TEXTABSCHNITT:
Zur digitalen Transformation gehört es dazu, digitale Geschäftsmodelle zu entwickeln und zu etablieren. Dazu finden Sie in diesem Buch viele hilfreiche Methoden, die Sie bei verschiedenen Szenarien unterstützen.
Im Kontext der Entwicklung von digitalen Produkten & Services haben in der Praxis viele Unternehmen häufig Probleme damit, diese Methoden sinnvoll und ganzheitlich zu kombinieren, um eine Idee zu generieren, aus dieser ein erfolgreiches Geschäftsmodell zu gestalten und die ersten Kunden zu akquirieren.
Um erfolgreich digitale Geschäftsmodelle zu entwickeln, werden einerseits ein interdisziplinäres Team und das entsprechende Umfeld zum freien, kreativen Arbeiten benötigt. Andererseits werden auch die richtigen Werkzeuge/Methoden und ein entsprechender Prozess benötigt. Das Framework „DELAG+“ bietet einen Vorschlag für den ganzheitlichen Prozess mit einem vorausgewählten Werkzeugkasten.
„Standing on the shoulders of giants.“
Die im Framework benutzten und von Experten entwickelten Methoden sind keinesfalls neu und größtenteils in diesem Buch beschrieben. Das Framework bringt diese in ein gemeinsames Grundgerüst, um digitale Geschäftsmodelle zu entwickeln.
Dazu gehören vor allem folgende Makro-Methoden:
• Design Thinking soll sicherstellen, dass wir uns kundenzentriert auf die richtigen Problemstellungen konzentrieren
• Lean Startup soll sicherstellen, dass wir schlank arbeiten, unsere Annahmen hinterfragen und durch Fehler kontinuierlich lernen und verbessern
• Agile Methoden sollen sicherstellen, dass wir während der Umsetzung flexibel bleiben und auf sich ändernde Anforderungen reagieren können
• Growth Hacking soll sicherstellen, dass wir die obigen Methoden auch in das Marketing transferieren, um kreativ, schlank, agil und datengetrieben Kunden akquirieren
• + Strategizing soll sicherstellen, dass wir an einer gemeinsamen Vision arbeiten, ein skalierbares Geschäftsmodell aufbauen und die Methoden ineinander übergreifen können
„Lag“ bedeutet „nachh.ngen“, „dahinkriechen“ oder „langsam vergehen“. Das als Akronym gebildete Kunstwort DELAG+ soll als Framework dagegenwirken, indem Geschäftsmodelle durch die Methoden schlank und schnell entwickelt und somit Verzögerungen durch eine Integration der verschiedenen Phasen und Methoden vermieden werden können.
Die DELAG+-Phasen
Ein Produkt hat im Gegensatz zu einem Projekt erst einmal kein festgesetztes Enddatum. Daher gibt es immer wiederkehrende Aktivitäten bei der Entwicklung von digitalen Geschäftsmodellen, die kontinuierlich und iterativ durchlaufen werden, solange das Produkt existiert, es erfolgreich ist und man es aktiv weiterentwickeln möchte.

DATENAUSZUG:
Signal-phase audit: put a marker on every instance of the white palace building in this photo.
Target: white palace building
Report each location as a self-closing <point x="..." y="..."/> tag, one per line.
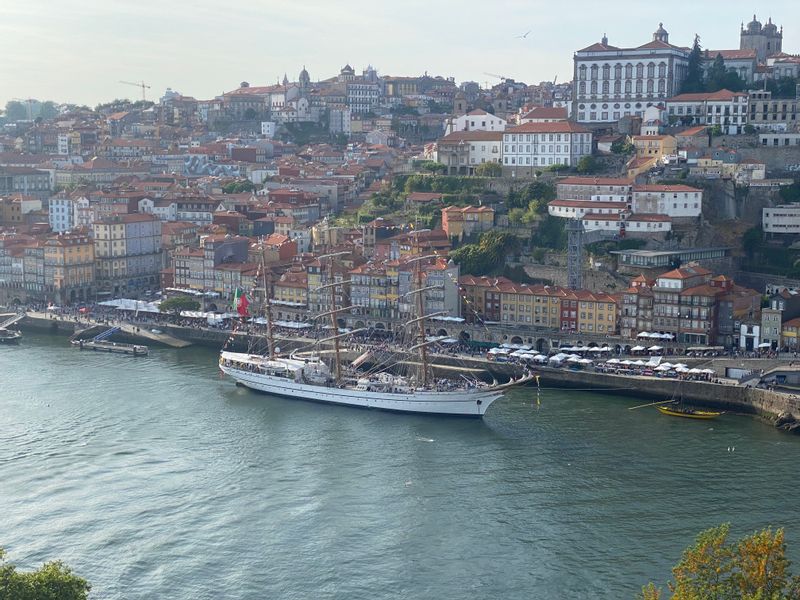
<point x="611" y="83"/>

AUFGABENSTELLUNG A: Warum gibt es laut dem Text über das Framework DELAG+ bei der Entwicklung digitaler Geschäftsmodelle immer wiederkehrende Aktivitäten? Antworte in ein bis drei Sätzen.
AUFGABENSTELLUNG B: Was soll Design Thinking nach dem Text über das Framework DELAG+ sicherstellen?
AUFGABENSTELLUNG C: Knüpfe an den letzten Satz des Textes über das Framework DELAG+ an und schreibe ihn weiter.
Das Material wird hier nicht gebraucht.

AUSGABE A: Ein Produkt hat im Gegensatz zu einem Projekt zunächst kein festgesetztes Enddatum. Deshalb werden die Aktivitäten kontinuierlich und iterativ durchlaufen, solange das Produkt existiert, erfolgreich ist und aktiv weiterentwickelt werden soll.

AUSGABE B: Es soll sicherstellen, dass man sich kundenzentriert auf die richtigen Problemstellungen konzentriert.

AUSGABE C:
Der Zyklus kann dabei in verschiedene Phasen unterteilt werden. Diese Phasen lassen sich nach agiler Vorgehensweise in Sprints durchlaufen. Jede Phase bringt bestimmte Ziele mit sich, auf die sich diese Phase konzentriert. Um diese Ziele zu erreichen, werden bestimmte Methoden durchgeführt, durch die wiederum Artefakte bzw. Ergebnisse („Deliverables“) entstehen. Die Methoden sind in DELAG+ so ausgewählt, dass die entstehenden Artefakte durchgängig zwischen den Phasen durchgereicht und weiterverwendet werden können. Es sind handfeste Ergebnisse, wie z. B. Personas, Designs, User Stories oder ein Prototyp. Artefakte sind somit in DELAG+ quasi die Bindeglieder zwischen den Phasen.
Die Sprints der Phasen können beliebig verknüpft und kombiniert werden. Zu Beginn liegt der Fokus meist auf Strategy Sprints und Discovery Sprints. Bei Beginn der Umsetzung gibt es vermutlich mehrere Delivery Sprints. Aber die verschiedenen Sprints können auch bspw. in Form von „Dual-Track Agile“ (im Buch beschrieben) kombiniert und synchron oder sequenziell durchlaufen werden. Dies kommt immer auf Organisation, Team, Kontext, Umgebung, Rahmenbedingungen und Produkt an. Was in DELAG+ aber konstant ist, ist ein übergreifender Wertfluss durch die Schaffung von wiederverwendbaren Artefakten zwischen den Phasen. Dieser kann idealerweise in einem Kanban Board festgehalten werden:
Doch welche Phasen werden in DELAG+ durchlaufen, um ganzheitlich Geschäftsmodelle zu entwickeln – von der Ideenfindung bis zur Umsetzung und Vermarktung?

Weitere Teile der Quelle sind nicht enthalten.